→ **Extract provided**:
Academic journal article Consciousness, Literature & the Arts

Chapter Three: Isolating Consciousness: Secrets, Silencing and Insanity in Victorian Novels

Academic journal article Consciousness, Literature & the Arts

Chapter Three: Isolating Consciousness: Secrets, Silencing and Insanity in Victorian Novels

Article excerpt

Three generations of women writers predominate the nineteenth century, the first being the "Golden age" of the Brontes, Elizabeth Gaskell and George Eliot. The second generation includes Margaret Oliphant and the third the later Victorian "sensationalist" novelists, the most famous being Mary Elizabeth Braddon (Showalter 1977: 19). Whether writing from social protest or from the need for "sisterly" connection with other women, all these novelists were to contribute to the examination of women's psyche, to the role of women and society, and to the psycho-bodily needs of woman in terms of intellectual, physical and spiritual fulfilment. This chapter examines works from all three generations to elucidate the development of women's interests while also highlighting how some themes and concerns pertaining to the relationship of material and mental worlds persist in their literature.

→ **Problems to solve**:
1. Count the lines in the records that contain the string "reflection", matching case exactly, and reply with the number only.
2. Pick up the excerpt on Victorian women novelists after its last sentence and carry it forward.
The article excerpt on Victorian women novelists and the records are unrelated to each other.

→ **Task input**:
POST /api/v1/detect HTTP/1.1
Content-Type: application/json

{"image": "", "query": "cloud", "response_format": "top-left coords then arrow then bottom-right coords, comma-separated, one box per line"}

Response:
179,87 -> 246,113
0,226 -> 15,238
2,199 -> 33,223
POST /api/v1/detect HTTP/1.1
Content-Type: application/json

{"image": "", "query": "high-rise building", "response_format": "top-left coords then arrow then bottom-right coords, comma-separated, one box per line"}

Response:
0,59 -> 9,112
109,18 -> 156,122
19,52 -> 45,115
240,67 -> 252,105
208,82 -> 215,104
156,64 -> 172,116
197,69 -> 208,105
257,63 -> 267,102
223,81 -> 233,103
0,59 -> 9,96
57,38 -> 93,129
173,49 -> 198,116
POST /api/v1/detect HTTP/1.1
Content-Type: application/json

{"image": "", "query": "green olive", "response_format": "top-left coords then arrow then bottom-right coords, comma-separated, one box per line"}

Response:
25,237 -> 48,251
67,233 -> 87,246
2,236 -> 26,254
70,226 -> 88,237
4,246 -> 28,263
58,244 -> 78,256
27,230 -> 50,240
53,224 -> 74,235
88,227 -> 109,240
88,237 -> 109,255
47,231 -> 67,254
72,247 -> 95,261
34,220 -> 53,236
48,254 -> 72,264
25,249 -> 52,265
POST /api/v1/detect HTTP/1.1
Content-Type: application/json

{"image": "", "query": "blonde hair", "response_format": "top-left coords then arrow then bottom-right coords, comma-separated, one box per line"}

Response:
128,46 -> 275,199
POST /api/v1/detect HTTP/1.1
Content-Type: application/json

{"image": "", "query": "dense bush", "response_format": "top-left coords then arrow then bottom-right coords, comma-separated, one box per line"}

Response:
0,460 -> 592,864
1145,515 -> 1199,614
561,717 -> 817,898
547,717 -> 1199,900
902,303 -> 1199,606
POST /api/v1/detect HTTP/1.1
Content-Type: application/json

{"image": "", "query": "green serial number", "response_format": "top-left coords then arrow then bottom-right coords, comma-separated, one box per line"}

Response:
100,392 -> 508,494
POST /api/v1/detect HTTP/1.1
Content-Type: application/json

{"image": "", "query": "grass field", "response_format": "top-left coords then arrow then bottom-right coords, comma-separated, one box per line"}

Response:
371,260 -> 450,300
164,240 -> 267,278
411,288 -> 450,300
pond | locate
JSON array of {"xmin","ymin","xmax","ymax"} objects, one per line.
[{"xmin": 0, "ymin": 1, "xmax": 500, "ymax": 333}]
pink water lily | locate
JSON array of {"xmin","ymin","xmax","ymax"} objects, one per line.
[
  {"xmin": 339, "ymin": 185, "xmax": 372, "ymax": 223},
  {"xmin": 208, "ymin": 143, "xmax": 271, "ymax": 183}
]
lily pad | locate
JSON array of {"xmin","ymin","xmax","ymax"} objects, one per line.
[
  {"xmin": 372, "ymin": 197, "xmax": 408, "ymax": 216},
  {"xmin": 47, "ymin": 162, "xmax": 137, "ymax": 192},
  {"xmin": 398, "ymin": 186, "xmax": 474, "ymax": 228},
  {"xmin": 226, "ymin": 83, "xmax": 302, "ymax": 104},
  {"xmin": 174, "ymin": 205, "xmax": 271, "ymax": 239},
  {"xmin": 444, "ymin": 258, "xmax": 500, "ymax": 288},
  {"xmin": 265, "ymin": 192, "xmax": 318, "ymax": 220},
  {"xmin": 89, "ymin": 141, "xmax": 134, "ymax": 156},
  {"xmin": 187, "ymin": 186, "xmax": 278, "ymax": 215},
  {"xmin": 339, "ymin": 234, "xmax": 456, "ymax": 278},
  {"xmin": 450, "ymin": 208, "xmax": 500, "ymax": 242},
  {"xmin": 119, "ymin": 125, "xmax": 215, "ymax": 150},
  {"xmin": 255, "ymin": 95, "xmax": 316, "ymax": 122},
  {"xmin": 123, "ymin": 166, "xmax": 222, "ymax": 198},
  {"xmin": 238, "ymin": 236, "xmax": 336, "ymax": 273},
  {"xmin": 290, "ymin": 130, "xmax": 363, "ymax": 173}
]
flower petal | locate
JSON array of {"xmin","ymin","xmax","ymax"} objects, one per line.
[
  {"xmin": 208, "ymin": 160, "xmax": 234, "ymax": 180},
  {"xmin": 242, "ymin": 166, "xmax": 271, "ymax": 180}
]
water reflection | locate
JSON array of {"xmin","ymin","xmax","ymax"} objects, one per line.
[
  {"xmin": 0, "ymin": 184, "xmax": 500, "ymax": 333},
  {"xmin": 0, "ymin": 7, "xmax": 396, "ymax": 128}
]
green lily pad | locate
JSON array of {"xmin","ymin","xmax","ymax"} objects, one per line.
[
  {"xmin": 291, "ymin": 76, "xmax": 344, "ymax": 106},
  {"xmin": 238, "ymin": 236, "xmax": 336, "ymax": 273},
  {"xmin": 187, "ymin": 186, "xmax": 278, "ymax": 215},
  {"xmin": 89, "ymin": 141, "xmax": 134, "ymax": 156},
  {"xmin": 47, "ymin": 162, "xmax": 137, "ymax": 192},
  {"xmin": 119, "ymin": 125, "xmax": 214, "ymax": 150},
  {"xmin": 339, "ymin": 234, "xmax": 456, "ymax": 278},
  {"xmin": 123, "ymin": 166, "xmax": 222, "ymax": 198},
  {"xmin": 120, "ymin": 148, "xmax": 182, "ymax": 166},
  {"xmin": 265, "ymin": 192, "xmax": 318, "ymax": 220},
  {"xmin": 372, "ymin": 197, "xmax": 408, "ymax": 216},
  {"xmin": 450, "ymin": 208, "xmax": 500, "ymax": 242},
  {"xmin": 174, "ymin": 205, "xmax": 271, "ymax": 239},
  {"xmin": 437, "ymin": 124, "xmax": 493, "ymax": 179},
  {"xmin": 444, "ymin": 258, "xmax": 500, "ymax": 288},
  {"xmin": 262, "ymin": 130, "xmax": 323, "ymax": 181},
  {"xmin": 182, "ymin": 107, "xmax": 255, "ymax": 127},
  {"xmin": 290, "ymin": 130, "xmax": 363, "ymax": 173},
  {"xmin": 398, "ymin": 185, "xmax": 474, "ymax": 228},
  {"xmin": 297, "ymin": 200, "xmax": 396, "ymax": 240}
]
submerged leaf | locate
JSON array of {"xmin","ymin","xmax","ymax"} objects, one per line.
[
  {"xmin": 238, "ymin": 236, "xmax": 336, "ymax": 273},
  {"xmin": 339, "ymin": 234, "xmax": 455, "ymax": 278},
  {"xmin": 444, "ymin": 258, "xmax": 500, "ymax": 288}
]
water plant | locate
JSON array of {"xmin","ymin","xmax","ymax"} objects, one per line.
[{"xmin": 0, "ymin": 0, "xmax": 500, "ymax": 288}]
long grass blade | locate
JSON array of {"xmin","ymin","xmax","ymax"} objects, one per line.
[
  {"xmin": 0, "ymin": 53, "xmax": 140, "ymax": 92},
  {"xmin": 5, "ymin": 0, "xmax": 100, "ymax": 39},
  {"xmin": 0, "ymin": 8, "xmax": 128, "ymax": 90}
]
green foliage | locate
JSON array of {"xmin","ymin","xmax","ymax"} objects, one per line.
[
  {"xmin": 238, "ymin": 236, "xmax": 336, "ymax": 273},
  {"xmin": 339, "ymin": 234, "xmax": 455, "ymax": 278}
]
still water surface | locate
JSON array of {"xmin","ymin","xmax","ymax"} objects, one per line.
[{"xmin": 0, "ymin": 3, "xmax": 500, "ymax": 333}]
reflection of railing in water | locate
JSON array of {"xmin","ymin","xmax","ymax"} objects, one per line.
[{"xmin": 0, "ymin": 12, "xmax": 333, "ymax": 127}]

→ **Final answers**:
1. 2

2.
Jane Eyre: a journey through modes of consciousness

While Emily Bronte's Wuthering Heights demonstrates the wild excesses of social conduct at its extreme edges of acceptable behaviour and emotion, and the triumph of passion over patriarchal convention, then her sister Charlotte's Jane Eyre demonstrates a different kind of journey into consciousness. This journey is both spiritual and intellectual, an exploration of modes of consciousness: it engages all the most pertinent and dynamic questions of what makes a person fulfilled or unfulfilled in their human potential. Jane Eyre can be regarded as a female Bildungsroman-charting the development of the female self to higher, expanded, states of consciousness-framed within the narrative of early feminist rhetoric. At a time when the nature of women and female consciousness were under intense exploration, female Victorian novels were both rebels and reinforcers of the conventional stereotypes of femininity. In 1849 Charlotte Bronte wrote: "I cannot, when I write, think of myself and what is elegant and charming in femininity; it is not on these terms, or with such ideas, that I ever took pen in hand" (Shorter 1908: 80).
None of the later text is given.